_ACTIVITY_. Everything from the line containing "In the image above, where exactly is the blue arrow" through the last line of the data below should be set down exactly, and nothing else.

(EXERCISE DATA)

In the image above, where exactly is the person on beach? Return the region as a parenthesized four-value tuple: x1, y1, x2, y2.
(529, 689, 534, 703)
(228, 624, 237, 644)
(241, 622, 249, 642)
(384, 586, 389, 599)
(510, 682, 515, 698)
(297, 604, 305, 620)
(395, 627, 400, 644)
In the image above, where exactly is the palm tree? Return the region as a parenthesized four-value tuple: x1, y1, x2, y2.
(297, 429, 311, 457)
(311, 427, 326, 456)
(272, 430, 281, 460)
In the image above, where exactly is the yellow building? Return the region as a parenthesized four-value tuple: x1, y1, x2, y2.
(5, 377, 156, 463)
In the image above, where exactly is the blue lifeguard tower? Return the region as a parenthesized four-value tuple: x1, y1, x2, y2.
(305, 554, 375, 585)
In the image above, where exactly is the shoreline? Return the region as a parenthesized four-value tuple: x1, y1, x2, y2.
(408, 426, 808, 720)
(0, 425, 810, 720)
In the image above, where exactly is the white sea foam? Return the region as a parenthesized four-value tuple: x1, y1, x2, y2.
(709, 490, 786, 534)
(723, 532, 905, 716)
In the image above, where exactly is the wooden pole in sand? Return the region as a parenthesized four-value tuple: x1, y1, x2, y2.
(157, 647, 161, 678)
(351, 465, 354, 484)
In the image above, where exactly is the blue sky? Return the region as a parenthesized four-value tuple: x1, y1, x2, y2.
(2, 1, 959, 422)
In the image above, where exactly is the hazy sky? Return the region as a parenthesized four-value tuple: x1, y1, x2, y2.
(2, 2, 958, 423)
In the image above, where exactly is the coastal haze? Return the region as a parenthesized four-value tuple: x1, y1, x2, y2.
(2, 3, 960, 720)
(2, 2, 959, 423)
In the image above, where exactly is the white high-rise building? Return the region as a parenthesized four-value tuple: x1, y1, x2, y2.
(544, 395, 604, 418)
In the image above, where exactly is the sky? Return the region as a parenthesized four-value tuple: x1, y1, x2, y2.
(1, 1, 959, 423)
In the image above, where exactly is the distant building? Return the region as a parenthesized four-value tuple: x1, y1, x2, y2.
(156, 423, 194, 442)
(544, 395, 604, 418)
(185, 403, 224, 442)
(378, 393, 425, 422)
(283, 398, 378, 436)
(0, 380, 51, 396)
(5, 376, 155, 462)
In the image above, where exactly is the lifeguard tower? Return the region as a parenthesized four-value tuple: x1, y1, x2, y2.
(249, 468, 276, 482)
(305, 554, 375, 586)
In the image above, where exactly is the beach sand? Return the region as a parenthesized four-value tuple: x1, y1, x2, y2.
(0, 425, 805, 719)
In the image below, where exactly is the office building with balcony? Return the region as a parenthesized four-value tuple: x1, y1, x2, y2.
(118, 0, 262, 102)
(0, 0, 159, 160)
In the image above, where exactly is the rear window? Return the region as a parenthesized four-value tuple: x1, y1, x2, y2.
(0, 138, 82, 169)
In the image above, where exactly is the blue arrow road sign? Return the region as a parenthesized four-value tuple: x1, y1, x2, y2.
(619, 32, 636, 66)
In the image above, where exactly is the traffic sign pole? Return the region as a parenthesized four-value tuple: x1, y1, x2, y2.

(End EXERCISE DATA)

_TASK RESPONSE_.
In the image above, where exactly is the blue arrow road sign? Return the region as a parenthesized four-value tuple: x1, y1, x2, y2.
(619, 32, 636, 66)
In the image above, where exactly is the traffic sign pole? Return the region as a parenthesized four-value tuple: x1, y1, x2, y2.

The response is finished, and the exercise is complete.